Copy out only the entries from the line containing "like [419, 357]." through the end, requests included, and raise every coordinate in the answers by 37. Leave the requests and their format samples unchanged.
━━━ Exercise material ━━━
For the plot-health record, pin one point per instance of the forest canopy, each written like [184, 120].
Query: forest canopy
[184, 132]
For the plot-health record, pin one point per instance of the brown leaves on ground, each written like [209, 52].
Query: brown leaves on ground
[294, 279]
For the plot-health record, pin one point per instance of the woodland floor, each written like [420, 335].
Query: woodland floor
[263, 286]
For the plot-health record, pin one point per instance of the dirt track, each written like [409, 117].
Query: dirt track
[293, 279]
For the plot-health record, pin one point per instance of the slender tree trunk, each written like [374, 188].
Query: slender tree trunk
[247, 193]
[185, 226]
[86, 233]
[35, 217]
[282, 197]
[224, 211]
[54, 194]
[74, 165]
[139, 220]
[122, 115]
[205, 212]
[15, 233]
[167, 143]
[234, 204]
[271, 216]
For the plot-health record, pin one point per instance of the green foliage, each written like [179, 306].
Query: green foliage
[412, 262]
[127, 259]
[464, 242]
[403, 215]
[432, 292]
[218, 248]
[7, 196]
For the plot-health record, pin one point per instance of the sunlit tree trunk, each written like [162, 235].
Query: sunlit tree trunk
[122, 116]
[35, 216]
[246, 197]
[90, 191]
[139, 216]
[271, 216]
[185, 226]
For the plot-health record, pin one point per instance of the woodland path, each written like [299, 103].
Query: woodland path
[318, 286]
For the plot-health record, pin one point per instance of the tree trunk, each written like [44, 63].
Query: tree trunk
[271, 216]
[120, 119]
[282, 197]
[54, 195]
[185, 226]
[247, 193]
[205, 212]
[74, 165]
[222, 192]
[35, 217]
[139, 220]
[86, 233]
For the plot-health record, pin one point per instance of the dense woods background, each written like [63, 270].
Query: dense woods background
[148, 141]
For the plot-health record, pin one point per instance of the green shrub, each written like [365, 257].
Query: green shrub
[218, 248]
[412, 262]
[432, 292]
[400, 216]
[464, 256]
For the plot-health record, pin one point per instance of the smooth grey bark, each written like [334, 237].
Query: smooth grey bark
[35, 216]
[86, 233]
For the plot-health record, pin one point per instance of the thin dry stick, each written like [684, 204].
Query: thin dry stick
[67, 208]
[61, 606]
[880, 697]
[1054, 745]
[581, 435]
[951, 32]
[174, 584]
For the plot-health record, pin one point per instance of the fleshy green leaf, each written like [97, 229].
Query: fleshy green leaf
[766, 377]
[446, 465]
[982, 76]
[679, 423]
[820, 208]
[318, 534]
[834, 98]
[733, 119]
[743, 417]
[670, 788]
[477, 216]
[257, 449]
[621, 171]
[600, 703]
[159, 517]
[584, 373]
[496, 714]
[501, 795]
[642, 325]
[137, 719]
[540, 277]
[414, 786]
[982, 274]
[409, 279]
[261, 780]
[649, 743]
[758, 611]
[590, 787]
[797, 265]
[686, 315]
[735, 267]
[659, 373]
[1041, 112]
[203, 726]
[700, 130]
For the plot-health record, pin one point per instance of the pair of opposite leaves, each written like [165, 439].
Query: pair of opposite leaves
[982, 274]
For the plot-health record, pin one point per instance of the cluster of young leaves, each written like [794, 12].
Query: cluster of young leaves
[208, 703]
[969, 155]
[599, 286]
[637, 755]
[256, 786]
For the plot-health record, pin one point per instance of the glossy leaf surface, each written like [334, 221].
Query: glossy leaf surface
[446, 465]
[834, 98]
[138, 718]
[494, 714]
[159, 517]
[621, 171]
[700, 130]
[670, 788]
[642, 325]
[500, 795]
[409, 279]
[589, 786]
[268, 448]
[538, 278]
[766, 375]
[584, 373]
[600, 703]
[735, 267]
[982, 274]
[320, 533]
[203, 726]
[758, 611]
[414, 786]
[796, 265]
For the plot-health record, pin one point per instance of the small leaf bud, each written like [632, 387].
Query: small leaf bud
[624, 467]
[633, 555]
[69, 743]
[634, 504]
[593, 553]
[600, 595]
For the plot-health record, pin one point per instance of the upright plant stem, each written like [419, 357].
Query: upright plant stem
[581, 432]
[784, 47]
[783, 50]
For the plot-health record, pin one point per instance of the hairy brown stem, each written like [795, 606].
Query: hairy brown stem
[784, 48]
━━━
## Result
For the plot-health record, pin one point per instance of the upright plant stem, each written like [419, 357].
Query: upright plant stem
[618, 469]
[821, 84]
[820, 87]
For the plot-health record, pin one point per instance of the hairy brown stem, each written like [795, 606].
Query: hairy brown stem
[821, 85]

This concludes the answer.